Source:

* * * * *

QTM 350 - Data Science Computing

Lecture 15 - Data Wrangling and Aggregating

Danilo Freire

Emory University

23 October, 2024

Nice to see you all again! 😊

Brief recap 🤓

Last time we learned about:

  • Numpy arrays and basic element-wise operations (addition, exponentiation, etc.)
  • Broadcasting arrays to perform operations on arrays of different shapes
  • Indexing and slicing arrays
  • Basics of Pandas Series and DataFrames
    • Creating Series and DataFrames
    • Indexing and slicing
    • Filtering
    • Sorting
  • Reading and writing data from/to files

Click on the image to increase its size

Today’s plan 📅

Today we will discuss how to:

  • Reshape datasets using melt() and pivot()
  • Aggregate data using groupby()
  • Apply functions to groups of data with apply()
  • Combine data from different sources with merge()
  • Handle missing data with dropna() and fillna()
  • Plot data with pandas’ built-in plotting functions

Reshaping data 🔄

Tidy data

  • Analysts often say that 80% of data analysis is spent on the cleaning and preparing data
  • Tidy data is a standard way of mapping the meaning of a dataset to its structure
  • Formalised by Hadley Wickham in 2014 (of R fame), it has three principles:
    1. Each variable forms a column
    2. Each observation forms a row
    3. Each type of observational unit forms a table
  • Often you’ll need to reshape a dataframe to make it tidy (or for some other purpose)

  • Real-world datasets frequently break the three principles in many ways (looking at you, Excel users! 😅)
  • However, most messy datasets can be cleaned up using three simple techniques: melting, string splitting, and casting
  • Here we will focus on the melt() and pivot() functions

melt() and pivot()

  • Pandas .melt(), .pivot() and .pivot_table() can help reshape dataframes

  • .melt(): make wide data long

  • .pivot(): make long data wide

  • .pivot_table(): same as .pivot() but can handle multiple indexes

  • “Wide” data has many columns and few rows

  • “Long” data has many rows and few columns

  • The choice of wide vs. long format depends on the analysis you want to do, but long format is often more flexible

Example: melt()

  • The data below shows how many courses different instructors taught across different years
  • If the question you want to answer is something like: “Does the number of courses taught vary depending on year?”, then the data would not be considered tidy
  • Why? Because there are multiple observations of courses taught in a year per row (i.e., there is data for 2018, 2019 and 2020 in a single row)
import numpy as np
import pandas as pd

df = pd.DataFrame({"Name": ["Tom", "Mike", "Tiffany", "Varada", "Joel"],
                   "2018": [1, 3, 4, 5, 3],
                   "2019": [2, 4, 3, 2, 1],
                   "2020": [5, 2, 4, 4, 3]})
df
Name 2018 2019 2020
0 Tom 1 2 5
1 Mike 3 4 2
2 Tiffany 4 3 4
3 Varada 5 2 4
4 Joel 3 1 3
  • Let’s make it tidy with .melt()

* * * * *

Work to complete:
1/ List every instructor name that appears in the example DataFrame in the lecture slides.
2/ List every line of the listing that contains the string "riverside", matching case exactly.

* * * * *

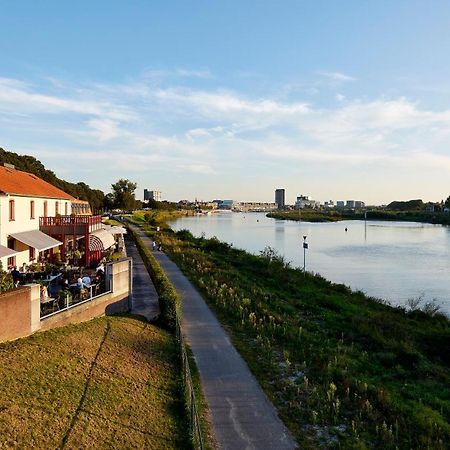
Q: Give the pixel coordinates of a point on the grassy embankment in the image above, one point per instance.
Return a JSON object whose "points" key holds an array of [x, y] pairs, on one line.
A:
{"points": [[337, 215], [341, 368], [109, 383], [170, 307]]}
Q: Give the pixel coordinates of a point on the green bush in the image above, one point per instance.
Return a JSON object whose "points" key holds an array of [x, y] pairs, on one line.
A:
{"points": [[6, 281]]}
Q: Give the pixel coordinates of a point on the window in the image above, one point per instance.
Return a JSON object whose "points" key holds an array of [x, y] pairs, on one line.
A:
{"points": [[11, 210]]}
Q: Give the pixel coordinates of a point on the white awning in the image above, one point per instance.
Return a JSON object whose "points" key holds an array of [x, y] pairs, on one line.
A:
{"points": [[101, 240], [6, 252], [115, 229], [36, 239]]}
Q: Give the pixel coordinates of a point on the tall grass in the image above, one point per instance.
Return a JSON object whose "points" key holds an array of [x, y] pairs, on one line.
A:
{"points": [[344, 370]]}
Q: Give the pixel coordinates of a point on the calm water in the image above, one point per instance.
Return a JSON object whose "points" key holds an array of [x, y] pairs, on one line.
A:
{"points": [[390, 260]]}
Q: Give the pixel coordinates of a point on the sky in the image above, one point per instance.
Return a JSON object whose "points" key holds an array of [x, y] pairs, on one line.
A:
{"points": [[232, 99]]}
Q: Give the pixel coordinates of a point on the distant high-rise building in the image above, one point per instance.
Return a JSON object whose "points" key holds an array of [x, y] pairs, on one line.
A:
{"points": [[152, 195], [280, 198]]}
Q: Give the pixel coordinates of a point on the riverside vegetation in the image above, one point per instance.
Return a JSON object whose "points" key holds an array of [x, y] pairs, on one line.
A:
{"points": [[112, 382], [343, 370], [170, 312], [311, 215]]}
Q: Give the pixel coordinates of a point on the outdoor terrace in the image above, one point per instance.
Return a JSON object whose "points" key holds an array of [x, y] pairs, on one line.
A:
{"points": [[66, 225]]}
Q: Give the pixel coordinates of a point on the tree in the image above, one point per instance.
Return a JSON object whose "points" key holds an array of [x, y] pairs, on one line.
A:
{"points": [[123, 193]]}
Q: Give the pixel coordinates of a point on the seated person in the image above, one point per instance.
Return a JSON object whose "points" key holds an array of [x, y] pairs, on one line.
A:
{"points": [[15, 275], [43, 293], [86, 280]]}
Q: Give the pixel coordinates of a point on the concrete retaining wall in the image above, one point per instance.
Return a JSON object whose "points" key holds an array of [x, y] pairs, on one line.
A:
{"points": [[20, 308]]}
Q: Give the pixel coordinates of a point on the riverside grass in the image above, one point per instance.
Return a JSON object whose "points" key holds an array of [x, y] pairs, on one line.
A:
{"points": [[344, 370], [310, 215], [170, 309], [108, 383]]}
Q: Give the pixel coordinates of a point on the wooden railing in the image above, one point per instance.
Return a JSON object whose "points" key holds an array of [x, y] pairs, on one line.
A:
{"points": [[93, 222]]}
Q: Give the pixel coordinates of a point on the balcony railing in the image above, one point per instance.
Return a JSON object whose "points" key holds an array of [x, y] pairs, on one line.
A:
{"points": [[71, 222]]}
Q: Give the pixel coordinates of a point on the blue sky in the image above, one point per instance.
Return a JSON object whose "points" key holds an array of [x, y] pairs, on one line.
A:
{"points": [[214, 99]]}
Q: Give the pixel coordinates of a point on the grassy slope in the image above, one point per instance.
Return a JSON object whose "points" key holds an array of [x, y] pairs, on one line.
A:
{"points": [[340, 367], [123, 369]]}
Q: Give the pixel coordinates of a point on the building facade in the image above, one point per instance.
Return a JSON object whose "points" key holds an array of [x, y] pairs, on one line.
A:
{"points": [[152, 195], [304, 201], [24, 198], [280, 198]]}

* * * * *

Responses to the tasks:
1/ Tom, Mike, Tiffany, Varada, Joel

2/
Q: Give the pixel coordinates of a point on the riverside vegetation in the image above, one point per instance.
Q: Give the pixel coordinates of a point on the riverside grass in the image above, one point per instance.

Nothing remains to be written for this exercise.